À FAIRE:
A: Indiquez, s'il vous plaît, si chacune des affirmations suivantes concorde avec l'extrait, en répondant oui ou non et en citant mot pour mot les termes décisifs : (i) le premier « vrai » vélo a été hérité d'une cousine ; (ii) Orlionok était rouge ; (iii) ce sont généralement les parents qui mettaient les enfants en selle.
B: D'après l'extrait, pourquoi Orlionok était-il associé à Moscou ? Répondez en une à trois phrases.
C: Résumez l'extrait en deux phrases.
+++ EXTRAIT CHOISI
Moi et mon ami vélo

Publié le par Olga Skaïa

1986On n'avait pas de Tour de France. On avait les vélos sur lesquels on passait nos vacances à la campagne.

Tout enfant se respectant devait apprendre à faire du vélo. Généralement c'était des cousins et des copains plus âgés qui vous mettaient en selle. Après quelques chutes, quelques coudes et genoux en sang, des piqures d'orties, on savait suivre la bande sur les rues poussiéreuses du village.

Mon premier « vrai » vélo était Orlionok: un peu plus grand que le vélo pour les enfants de bas âge. Un vélo que j'ai hérité de ma cousine, une autre Olga (et oui, chez nous une fille sur deux s'appelait Olga. mais c'est une autre histoire). Orlionok était dans mon imaginaire moscovite. P-ê parce que la cousine a vécu à cette époque à Moscou. Il était gris métallisé et assez ancien. Je me souviens bien de lui et sa vitesse pitoyable. En effet, un berger allemand court plus vite que ce vélo ne sait rouler. Vérifié et imprimé pour le reste de ma vie (c'est aussi une autre histoire. elle se termine par un happy end. je vous la raconterai la prochaine fois, promis).
++++++
+++ DONNÉES FOURNIES
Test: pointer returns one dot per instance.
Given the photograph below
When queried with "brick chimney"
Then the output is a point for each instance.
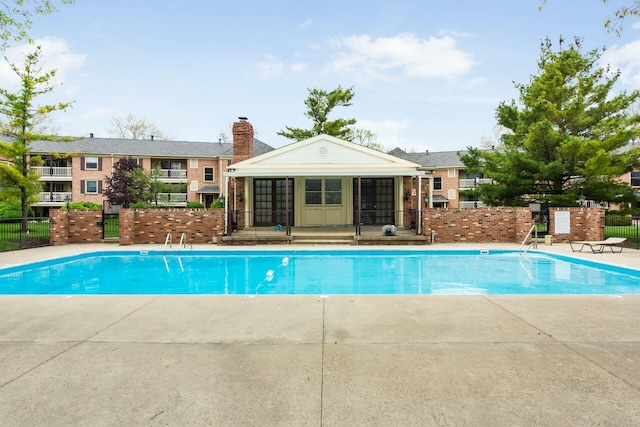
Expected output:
(242, 140)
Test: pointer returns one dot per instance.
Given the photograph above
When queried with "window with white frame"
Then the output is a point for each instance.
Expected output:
(91, 187)
(91, 163)
(437, 183)
(209, 174)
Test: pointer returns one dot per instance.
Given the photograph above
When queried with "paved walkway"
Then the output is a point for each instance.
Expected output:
(305, 360)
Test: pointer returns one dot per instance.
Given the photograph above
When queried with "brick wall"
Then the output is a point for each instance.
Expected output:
(74, 227)
(584, 224)
(152, 225)
(486, 225)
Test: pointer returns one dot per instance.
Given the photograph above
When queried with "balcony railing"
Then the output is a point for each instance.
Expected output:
(173, 174)
(172, 199)
(470, 204)
(54, 197)
(473, 182)
(54, 171)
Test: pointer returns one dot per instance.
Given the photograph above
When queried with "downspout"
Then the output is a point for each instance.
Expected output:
(419, 219)
(226, 206)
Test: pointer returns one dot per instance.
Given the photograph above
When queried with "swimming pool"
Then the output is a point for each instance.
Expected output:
(251, 272)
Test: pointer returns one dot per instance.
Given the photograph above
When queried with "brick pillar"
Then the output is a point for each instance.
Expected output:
(126, 224)
(242, 140)
(524, 222)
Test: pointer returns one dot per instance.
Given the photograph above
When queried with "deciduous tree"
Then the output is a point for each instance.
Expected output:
(16, 16)
(614, 23)
(132, 127)
(567, 135)
(320, 103)
(121, 188)
(17, 177)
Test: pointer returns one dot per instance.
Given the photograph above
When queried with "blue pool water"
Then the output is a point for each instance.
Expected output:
++++++
RÉPONSES:
A:
(i) Oui : « Un vélo que j'ai hérité de ma cousine ».
(ii) Non : « Il était gris métallisé et assez ancien. »
(iii) Non : « Généralement c'était des cousins et des copains plus âgés qui vous mettaient en selle. »

B: Orlionok était associé à Moscou peut-être parce que la cousine qui avait transmis ce vélo vivait à Moscou à cette époque.

C: Faute de Tour de France, les vacances à la campagne se passaient à vélo, et les enfants apprenaient à rouler avec des cousins et des copains plus âgés, au prix de quelques chutes et écorchures. Le premier « vrai » vélo, un Orlionok gris métallisé hérité d'une cousine, était si lent qu'un berger allemand courait plus vite que lui.